> **Source**
══════════════════════════════
90 milliards de dollars s'évaporent d'Afrique tous les ans

90 milliards de dollars s'évaporent d'Afrique tous les ans

88,6 milliards de dollars. Cette valeur estimée, mais sûrement supérieure dans les faits, selon la Conférence des Nations unies sur le commerce et le développement (Cnuced), ne concerne que les capitaux ayant quitté les pays africains. De façon physique, mais surtout sous forme de manque à gagner fiscal. En clair, le continent n'a pas profité à sa juste valeur des richesses qu'il a produites. Fort de ce chiffre, le rapport de la Cnuced met en avant un paradoxe. L'Afrique, réputée pauvre, donne plus qu'elle ne reçoit ! En effet, l'aide au développement en Afrique, fournie par les pays riches, s'établit annuellement à 48 milliards de dollars. Soit la moitié de la fuite des capitaux.

Evasion fiscale

Il ne s'agit bien évidemment que d'une estimation, puisqu'il est question d'opérations illégales et donc secrètes. "Objectivement, il serait pratiquement impossible d'acquérir une information complète sur les flux financiers illicites en raison précisément de leur nature illicite, puisque ceux qui sont responsables de ces flux prennent délibérément et systématiquement des mesures pour les dissimuler"écrivait en 2015 Thabo Mbeki, président du Groupe de haut niveau de la Commission économique pour l'Afrique (CEA) au sein de l'ONU. Le groupe a été créé en 2011, afin de fournir des éléments aux gouvernants pour tenter d'endiguer (...)

Les racines du mal

La Cnuced regroupe ces malversations sous l'appellation de flux financiers illicites (FFI). Les sources sont globalement classées en trois catégories : les activités criminelles, les activités commerciales et la corruption. Si la contrebande est connue et la corruption régulièrement dénoncée faute d'être combattue, c'est dans le domaine commercial que les flux financiers illicites sont les plus importants.

Dans ce domaine, la fausse facturation est l'élément essentiel de la fraude. Elle consiste à minimiser les volumes ou les prix afin de réduire les taxes qui sont dues. Selon le rapport, le manque à gagner fiscal s'élève chaque année entre 30 et 52 milliards de dollars.

Les industries extractives sont, de loin, les plus concernées et en particulier le pétrole, qui représente plus de la moitié (56%) de ces flux illicites. A noter que tous les secteurs d'activité sont touchés, y compris la pêche qui arrive au 10e rang. Preuve de l'étendue des malversations.

A qui profite le crime ?
══════════════════════════════
> **Données affichées**
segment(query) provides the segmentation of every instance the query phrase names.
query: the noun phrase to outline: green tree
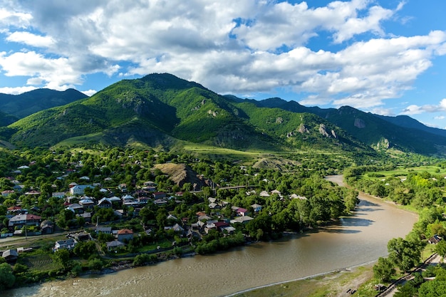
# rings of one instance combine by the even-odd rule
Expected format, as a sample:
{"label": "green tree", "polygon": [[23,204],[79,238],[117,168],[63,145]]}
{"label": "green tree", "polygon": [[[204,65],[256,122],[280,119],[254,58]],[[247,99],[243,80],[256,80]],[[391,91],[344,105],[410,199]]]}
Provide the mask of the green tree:
{"label": "green tree", "polygon": [[389,259],[402,271],[407,272],[420,261],[420,246],[400,237],[392,239],[387,244]]}
{"label": "green tree", "polygon": [[446,281],[434,279],[423,283],[418,289],[419,297],[437,297],[446,295]]}
{"label": "green tree", "polygon": [[13,274],[11,266],[7,263],[0,264],[0,290],[12,288],[16,282],[16,276]]}
{"label": "green tree", "polygon": [[54,260],[62,265],[64,269],[68,269],[71,266],[70,260],[70,252],[68,249],[61,249],[57,250],[53,254]]}
{"label": "green tree", "polygon": [[446,241],[445,240],[440,240],[434,249],[435,253],[438,254],[443,258],[443,262],[445,261],[445,256],[446,256]]}
{"label": "green tree", "polygon": [[76,245],[73,252],[78,257],[88,259],[91,255],[96,254],[98,249],[94,241],[80,241]]}
{"label": "green tree", "polygon": [[396,271],[392,261],[387,258],[380,257],[378,263],[373,266],[373,274],[376,278],[388,282],[395,276]]}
══════════════════════════════
> **Consigne écrite A**
Répondez aux questions suivantes d'après l'article sur la fuite des capitaux africains :
(i) Quel montant estimé de capitaux a quitté les pays africains selon la Cnuced ?
(ii) En quelle année le Groupe de haut niveau de la CEA a-t-il été créé ?
(iii) Quelle part des flux illicites le pétrole représente-t-il ?
> **Consigne écrite B**
Reproduisez mot pour mot l'ensemble des enregistrements, en omettant les images.

> **Réponse complète A**
(i) 88,6 milliards de dollars.
(ii) En 2011.
(iii) Plus de la moitié, soit 56 %.

> **Réponse complète B**
segment(query) provides the segmentation of every instance the query phrase names.
query: the noun phrase to outline: green tree
# rings of one instance combine by the even-odd rule
Expected format, as a sample:
{"label": "green tree", "polygon": [[23,204],[79,238],[117,168],[63,145]]}
{"label": "green tree", "polygon": [[[204,65],[256,122],[280,119],[254,58]],[[247,99],[243,80],[256,80]],[[391,91],[344,105],[410,199]]]}
Provide the mask of the green tree:
{"label": "green tree", "polygon": [[389,259],[402,271],[407,272],[420,261],[420,246],[400,237],[392,239],[387,244]]}
{"label": "green tree", "polygon": [[446,281],[434,279],[423,283],[418,289],[419,297],[437,297],[446,295]]}
{"label": "green tree", "polygon": [[13,274],[11,266],[7,263],[0,264],[0,290],[12,288],[16,282],[16,276]]}
{"label": "green tree", "polygon": [[54,260],[62,265],[64,269],[68,269],[71,266],[70,260],[70,252],[68,249],[61,249],[57,250],[53,254]]}
{"label": "green tree", "polygon": [[446,241],[445,240],[440,240],[434,249],[435,253],[438,254],[443,258],[443,262],[445,261],[445,256],[446,256]]}
{"label": "green tree", "polygon": [[76,245],[73,252],[78,257],[88,259],[91,255],[96,254],[98,249],[94,241],[80,241]]}
{"label": "green tree", "polygon": [[396,271],[392,261],[387,258],[380,257],[378,263],[373,266],[373,274],[376,278],[388,282],[395,276]]}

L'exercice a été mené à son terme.